(Bacaan)
%%

Oleh : Saiful Bahri
Nahdatul Ulama merupakan ormas terbesar yang berkembang luas di Indonesia. Saya sendiri merasa bangga usai mengikuti pendidikan kader penggerak (PKP) NU yang selama ini aktif di badan otonom Gerakan Pemuda Ansor Gapura Timur. Terlebih juga ketika diberi tanggung jawab di bagian koordinator BAANAR (badan Ansor anti narkoba) melalui pemilihan tim formatur kala itu. Karena di sini tugas saya yang mendasar untuk bekerjasama serta mempersatukan kekompakan pemuda melalui lokalitas olahraga yang lagi marak belakangan ini. Seperti olahraga kasti misalnya.
Lokalitas kasti merupakan tradisi yang semakin hari semakin merujuk pada aspek trasnparansi perdamaian di kalangan pemuda itu sendiri. Olahraga kasti ini dimainkan oleh duabelas orang secara beregu. Tentu saja pembaca tahu bahwa olahraga ini tidaklah terkenal seperti olahraga-olahraga lainnya. Katakanlah olahraga skop kecamatan. Tapi ini yang mesti dijaga dan kita rawat keberadaannya. Paling tidak menjadi tanggung jawab saya selama bernaung di bumi NU demi memperkuat tali persaudaraan. Saya rasa selama ini, kasti menjadi ruang titik temu bagi persatuan pemuda desa. Baru-baru ini saya tertarik ketika kemudian organisasi sebesar NU, secara spesifik Ansor misalnya, mulai mengintervensi dan menyeimbangi keinginan pemuda baik dari aspek sosial maupun budaya melaui relasi dan eksistensi.
Penting sekali saya katakan bahwa majunya pemuda desa harus diimbangi dengan apa yang dikehendaki dari kegelisahan pemuda itu sendiri. Walaupun saya sempat mendengar pola pikir (mindset) miring yang terjadi di masyarakat, bahwa kasti yang sebenarnya hanya dikuasai atau dimaikan oleh golongan orang-orang hitam. Anggapan itu saya rasa kurang benar. Tentu saya tak terima ketika kemudian perpektif yang demikian saya umpamakan dengan perjuangan Kiai Husamuddin (Pendiri Madrasah Al-Huda) dulu ketika memperjuangkan pengetahuan Islam di masyarakat yang sebagian di antara mereka tak paham betul terhadap hukum adu ayam. Tapi beliau belum pernah menghakimi secara radikal melaui ucapan itu haram, itu kelakuan keji, munafik atau apalah semacamnya. Tidak. Tapi beliau punya cara tersendiri untuk merubah pola pikir masyarakat awam yang pernah terjadi saat itu.

%%

(Daftar)

%%

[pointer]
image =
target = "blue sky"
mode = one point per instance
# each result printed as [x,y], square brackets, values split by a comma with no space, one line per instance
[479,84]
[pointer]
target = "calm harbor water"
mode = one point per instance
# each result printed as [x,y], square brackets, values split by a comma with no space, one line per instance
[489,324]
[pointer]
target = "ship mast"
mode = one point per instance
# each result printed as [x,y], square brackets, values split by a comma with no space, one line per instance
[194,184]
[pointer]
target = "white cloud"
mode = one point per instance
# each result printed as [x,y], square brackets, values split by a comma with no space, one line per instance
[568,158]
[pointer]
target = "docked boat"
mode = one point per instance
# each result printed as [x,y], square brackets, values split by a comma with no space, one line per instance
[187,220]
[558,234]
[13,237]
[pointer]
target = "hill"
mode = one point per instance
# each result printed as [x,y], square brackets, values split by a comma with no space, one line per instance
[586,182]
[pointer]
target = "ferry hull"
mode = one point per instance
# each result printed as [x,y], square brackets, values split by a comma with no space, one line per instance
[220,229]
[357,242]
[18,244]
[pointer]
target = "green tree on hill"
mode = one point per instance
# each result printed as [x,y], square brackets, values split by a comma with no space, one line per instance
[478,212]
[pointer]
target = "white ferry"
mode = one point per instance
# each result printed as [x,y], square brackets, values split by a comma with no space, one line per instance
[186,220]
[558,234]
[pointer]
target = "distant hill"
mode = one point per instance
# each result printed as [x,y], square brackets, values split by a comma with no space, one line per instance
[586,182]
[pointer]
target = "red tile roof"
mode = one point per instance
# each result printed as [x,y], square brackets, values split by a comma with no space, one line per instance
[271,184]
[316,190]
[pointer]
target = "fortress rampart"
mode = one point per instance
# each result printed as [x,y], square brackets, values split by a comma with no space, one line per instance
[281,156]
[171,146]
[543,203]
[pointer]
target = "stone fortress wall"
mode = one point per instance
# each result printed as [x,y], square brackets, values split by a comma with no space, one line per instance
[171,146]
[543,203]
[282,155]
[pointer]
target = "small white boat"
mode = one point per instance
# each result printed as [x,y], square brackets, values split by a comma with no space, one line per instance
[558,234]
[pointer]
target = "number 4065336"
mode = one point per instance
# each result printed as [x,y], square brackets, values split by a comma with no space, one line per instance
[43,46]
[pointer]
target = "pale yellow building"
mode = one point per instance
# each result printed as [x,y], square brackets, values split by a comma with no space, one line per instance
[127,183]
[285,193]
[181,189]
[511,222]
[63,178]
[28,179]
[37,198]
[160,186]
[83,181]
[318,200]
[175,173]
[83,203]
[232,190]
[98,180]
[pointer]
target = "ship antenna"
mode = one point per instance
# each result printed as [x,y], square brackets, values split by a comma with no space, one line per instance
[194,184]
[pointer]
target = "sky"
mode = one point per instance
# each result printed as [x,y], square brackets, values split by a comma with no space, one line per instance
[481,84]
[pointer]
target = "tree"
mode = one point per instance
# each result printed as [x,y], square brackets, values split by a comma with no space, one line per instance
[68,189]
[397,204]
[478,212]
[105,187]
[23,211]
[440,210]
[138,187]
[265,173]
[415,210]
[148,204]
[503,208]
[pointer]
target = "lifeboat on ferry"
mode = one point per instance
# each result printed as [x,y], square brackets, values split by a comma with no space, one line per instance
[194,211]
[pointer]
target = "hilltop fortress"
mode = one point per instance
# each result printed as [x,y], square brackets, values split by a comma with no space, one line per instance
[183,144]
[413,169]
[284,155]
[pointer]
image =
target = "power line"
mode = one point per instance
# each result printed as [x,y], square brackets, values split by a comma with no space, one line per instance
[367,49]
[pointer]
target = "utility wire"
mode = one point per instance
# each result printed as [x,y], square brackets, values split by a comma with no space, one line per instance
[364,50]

%%

(Sasaran Latihan)
(a) Tolong ringkas paragraf bacaan yang diawali "Lokalitas kasti merupakan tradisi" menjadi beberapa butir singkat yang tetap memuat fakta utamanya.
(b) Kumpulkan setiap baris dalam daftar yang memuat kata "fortress".
Bacaan dan daftar di halaman ini berasal dari sumber yang berbeda.

(Pembahasan Jawaban)
(a)
- Kasti adalah tradisi lokal yang makin mengarah pada perdamaian di kalangan pemuda.
- Kasti dimainkan secara beregu oleh dua belas orang.
- Olahraga ini tidak setenar olahraga lain dan bisa disebut olahraga tingkat kecamatan.
- Keberadaannya perlu dijaga dan dirawat. Penulis menganggap hal itu sebagai tanggung jawabnya di lingkungan NU untuk memperkuat persaudaraan.
- Kasti menjadi titik temu bagi persatuan pemuda desa.
- Penulis tertarik karena NU, khususnya Ansor, mulai turun tangan menyeimbangkan keinginan pemuda dari sisi sosial dan budaya melalui relasi dan eksistensi.

(b)
target = "fortress rampart"
target = "stone fortress wall"
target = "hilltop fortress"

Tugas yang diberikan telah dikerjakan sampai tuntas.